**REQUIREMENTS**
Show every line of the records below that contains the string "emblem". The match is case-sensitive.

Start of THE DATA

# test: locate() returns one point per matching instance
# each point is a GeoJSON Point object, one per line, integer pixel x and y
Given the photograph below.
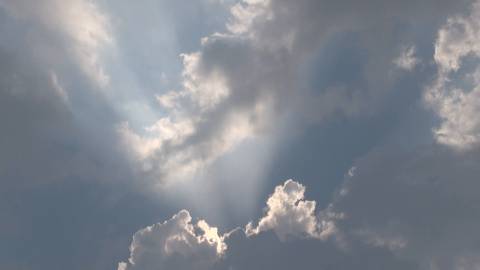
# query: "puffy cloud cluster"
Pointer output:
{"type": "Point", "coordinates": [289, 215]}
{"type": "Point", "coordinates": [175, 244]}
{"type": "Point", "coordinates": [247, 81]}
{"type": "Point", "coordinates": [455, 95]}
{"type": "Point", "coordinates": [178, 244]}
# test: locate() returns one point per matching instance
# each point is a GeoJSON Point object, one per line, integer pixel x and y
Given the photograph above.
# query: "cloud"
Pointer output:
{"type": "Point", "coordinates": [421, 204]}
{"type": "Point", "coordinates": [247, 81]}
{"type": "Point", "coordinates": [289, 215]}
{"type": "Point", "coordinates": [287, 236]}
{"type": "Point", "coordinates": [175, 244]}
{"type": "Point", "coordinates": [79, 23]}
{"type": "Point", "coordinates": [454, 95]}
{"type": "Point", "coordinates": [407, 60]}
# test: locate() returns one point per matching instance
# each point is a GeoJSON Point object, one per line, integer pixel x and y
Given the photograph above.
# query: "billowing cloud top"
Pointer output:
{"type": "Point", "coordinates": [116, 114]}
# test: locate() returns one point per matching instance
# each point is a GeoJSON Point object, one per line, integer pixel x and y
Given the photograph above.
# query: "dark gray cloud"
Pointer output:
{"type": "Point", "coordinates": [105, 129]}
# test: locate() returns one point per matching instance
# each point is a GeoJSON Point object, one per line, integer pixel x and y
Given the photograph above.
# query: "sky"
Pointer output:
{"type": "Point", "coordinates": [239, 134]}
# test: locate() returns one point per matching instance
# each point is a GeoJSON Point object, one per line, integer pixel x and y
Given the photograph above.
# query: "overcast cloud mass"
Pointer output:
{"type": "Point", "coordinates": [239, 134]}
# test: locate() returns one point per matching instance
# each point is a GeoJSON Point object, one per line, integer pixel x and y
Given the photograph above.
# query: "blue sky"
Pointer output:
{"type": "Point", "coordinates": [239, 134]}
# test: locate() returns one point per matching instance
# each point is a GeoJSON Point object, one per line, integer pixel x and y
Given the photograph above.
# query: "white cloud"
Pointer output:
{"type": "Point", "coordinates": [175, 244]}
{"type": "Point", "coordinates": [455, 95]}
{"type": "Point", "coordinates": [289, 215]}
{"type": "Point", "coordinates": [80, 23]}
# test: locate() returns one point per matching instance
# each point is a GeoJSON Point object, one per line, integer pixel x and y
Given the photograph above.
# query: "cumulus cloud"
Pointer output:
{"type": "Point", "coordinates": [454, 95]}
{"type": "Point", "coordinates": [246, 81]}
{"type": "Point", "coordinates": [178, 244]}
{"type": "Point", "coordinates": [175, 244]}
{"type": "Point", "coordinates": [421, 205]}
{"type": "Point", "coordinates": [290, 215]}
{"type": "Point", "coordinates": [80, 23]}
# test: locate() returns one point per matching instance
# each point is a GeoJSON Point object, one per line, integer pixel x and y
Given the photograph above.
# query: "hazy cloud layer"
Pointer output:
{"type": "Point", "coordinates": [115, 114]}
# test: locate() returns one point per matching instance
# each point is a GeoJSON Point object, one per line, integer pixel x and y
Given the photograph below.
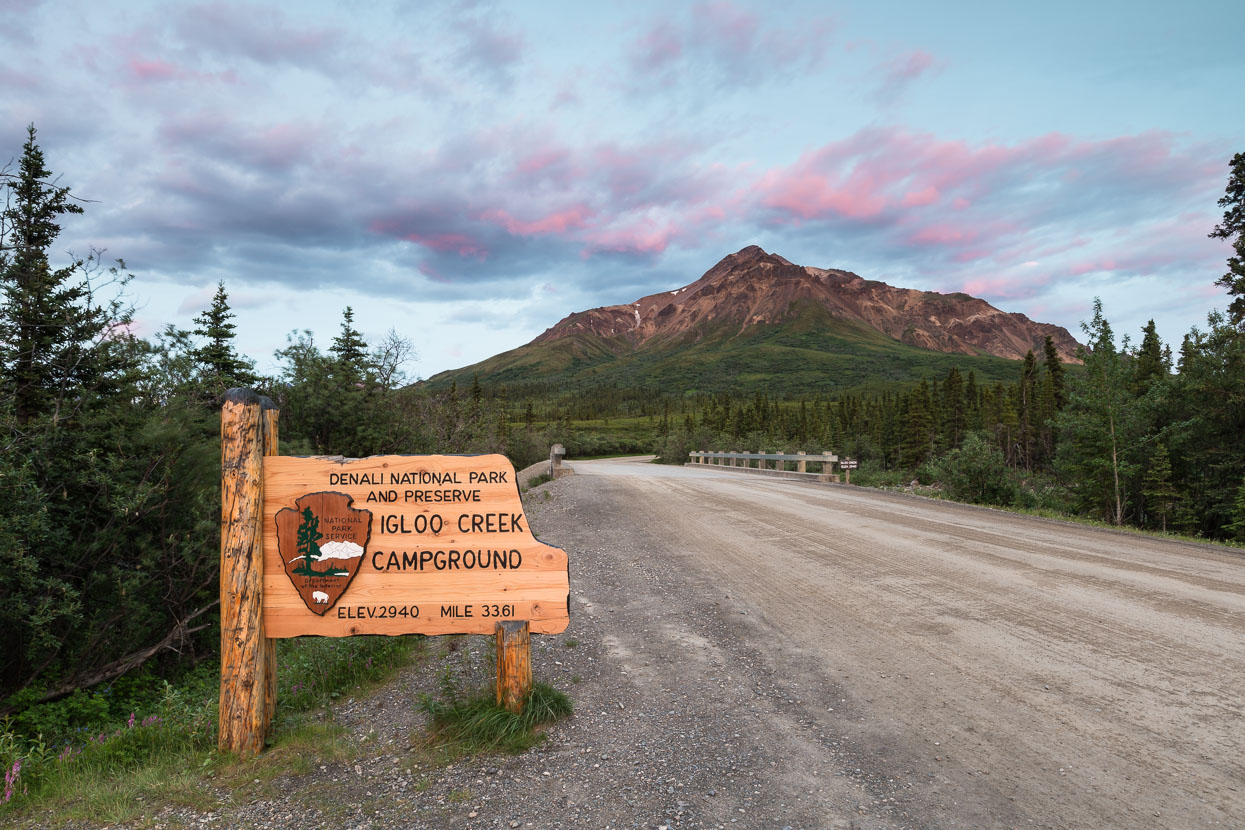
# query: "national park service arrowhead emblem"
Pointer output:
{"type": "Point", "coordinates": [323, 541]}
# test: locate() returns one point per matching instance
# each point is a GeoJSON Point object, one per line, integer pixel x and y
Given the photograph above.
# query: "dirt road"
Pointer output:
{"type": "Point", "coordinates": [894, 661]}
{"type": "Point", "coordinates": [747, 652]}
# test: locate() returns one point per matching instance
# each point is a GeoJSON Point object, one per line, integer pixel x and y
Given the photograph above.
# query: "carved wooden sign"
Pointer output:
{"type": "Point", "coordinates": [404, 544]}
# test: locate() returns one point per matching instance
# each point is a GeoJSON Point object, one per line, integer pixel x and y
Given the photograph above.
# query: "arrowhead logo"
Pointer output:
{"type": "Point", "coordinates": [321, 541]}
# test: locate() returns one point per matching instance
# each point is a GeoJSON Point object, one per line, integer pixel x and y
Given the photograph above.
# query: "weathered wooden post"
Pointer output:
{"type": "Point", "coordinates": [243, 648]}
{"type": "Point", "coordinates": [513, 663]}
{"type": "Point", "coordinates": [272, 446]}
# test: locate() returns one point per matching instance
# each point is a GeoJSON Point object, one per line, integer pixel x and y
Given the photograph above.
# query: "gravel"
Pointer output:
{"type": "Point", "coordinates": [681, 718]}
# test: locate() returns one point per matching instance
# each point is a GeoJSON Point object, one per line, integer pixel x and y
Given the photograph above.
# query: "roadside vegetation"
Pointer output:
{"type": "Point", "coordinates": [110, 754]}
{"type": "Point", "coordinates": [473, 723]}
{"type": "Point", "coordinates": [108, 528]}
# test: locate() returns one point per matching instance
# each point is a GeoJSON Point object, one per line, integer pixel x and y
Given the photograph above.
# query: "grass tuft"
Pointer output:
{"type": "Point", "coordinates": [478, 724]}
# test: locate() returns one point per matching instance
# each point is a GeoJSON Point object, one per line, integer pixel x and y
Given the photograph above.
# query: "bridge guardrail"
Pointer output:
{"type": "Point", "coordinates": [826, 461]}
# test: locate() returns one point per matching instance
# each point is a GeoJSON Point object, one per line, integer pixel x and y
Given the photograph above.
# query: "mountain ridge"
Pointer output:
{"type": "Point", "coordinates": [756, 322]}
{"type": "Point", "coordinates": [948, 322]}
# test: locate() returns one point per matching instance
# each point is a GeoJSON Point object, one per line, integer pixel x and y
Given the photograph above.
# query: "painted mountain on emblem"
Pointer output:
{"type": "Point", "coordinates": [323, 540]}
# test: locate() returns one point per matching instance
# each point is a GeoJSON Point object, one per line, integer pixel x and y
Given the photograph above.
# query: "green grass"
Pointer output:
{"type": "Point", "coordinates": [117, 772]}
{"type": "Point", "coordinates": [884, 480]}
{"type": "Point", "coordinates": [477, 724]}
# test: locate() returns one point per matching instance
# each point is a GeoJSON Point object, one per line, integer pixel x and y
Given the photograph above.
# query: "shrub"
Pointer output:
{"type": "Point", "coordinates": [976, 473]}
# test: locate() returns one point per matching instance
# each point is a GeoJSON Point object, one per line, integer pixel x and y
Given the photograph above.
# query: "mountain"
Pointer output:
{"type": "Point", "coordinates": [758, 322]}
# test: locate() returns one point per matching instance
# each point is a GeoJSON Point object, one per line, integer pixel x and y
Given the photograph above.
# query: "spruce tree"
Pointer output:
{"type": "Point", "coordinates": [220, 363]}
{"type": "Point", "coordinates": [1159, 493]}
{"type": "Point", "coordinates": [1233, 228]}
{"type": "Point", "coordinates": [52, 345]}
{"type": "Point", "coordinates": [350, 349]}
{"type": "Point", "coordinates": [1055, 368]}
{"type": "Point", "coordinates": [1149, 366]}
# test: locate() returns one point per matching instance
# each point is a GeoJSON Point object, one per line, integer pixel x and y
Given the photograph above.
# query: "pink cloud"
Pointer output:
{"type": "Point", "coordinates": [643, 237]}
{"type": "Point", "coordinates": [920, 198]}
{"type": "Point", "coordinates": [943, 234]}
{"type": "Point", "coordinates": [155, 71]}
{"type": "Point", "coordinates": [554, 223]}
{"type": "Point", "coordinates": [443, 242]}
{"type": "Point", "coordinates": [657, 47]}
{"type": "Point", "coordinates": [898, 74]}
{"type": "Point", "coordinates": [727, 40]}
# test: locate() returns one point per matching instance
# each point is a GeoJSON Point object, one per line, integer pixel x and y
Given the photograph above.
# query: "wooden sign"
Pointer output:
{"type": "Point", "coordinates": [404, 544]}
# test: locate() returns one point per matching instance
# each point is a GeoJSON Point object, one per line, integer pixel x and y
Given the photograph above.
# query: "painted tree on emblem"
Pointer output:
{"type": "Point", "coordinates": [309, 534]}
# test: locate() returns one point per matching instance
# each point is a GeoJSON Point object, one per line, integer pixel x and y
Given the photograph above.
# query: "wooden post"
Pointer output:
{"type": "Point", "coordinates": [243, 652]}
{"type": "Point", "coordinates": [270, 415]}
{"type": "Point", "coordinates": [513, 663]}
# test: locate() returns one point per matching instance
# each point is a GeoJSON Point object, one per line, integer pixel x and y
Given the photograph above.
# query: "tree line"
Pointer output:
{"type": "Point", "coordinates": [110, 463]}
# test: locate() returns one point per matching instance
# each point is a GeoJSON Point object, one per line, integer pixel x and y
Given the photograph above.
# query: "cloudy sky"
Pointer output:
{"type": "Point", "coordinates": [469, 173]}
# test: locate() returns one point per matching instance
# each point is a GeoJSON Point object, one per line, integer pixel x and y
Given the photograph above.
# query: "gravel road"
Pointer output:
{"type": "Point", "coordinates": [750, 652]}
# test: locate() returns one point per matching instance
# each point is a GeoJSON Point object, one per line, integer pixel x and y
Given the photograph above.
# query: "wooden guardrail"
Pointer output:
{"type": "Point", "coordinates": [743, 461]}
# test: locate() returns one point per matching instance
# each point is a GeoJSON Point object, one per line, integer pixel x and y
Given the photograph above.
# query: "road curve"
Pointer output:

End of THE DATA

**WRITTEN RESPONSE**
# query: "national park service arrowhead emblem"
# query: "painted mountain on emblem"
# query: "painted tree on emblem"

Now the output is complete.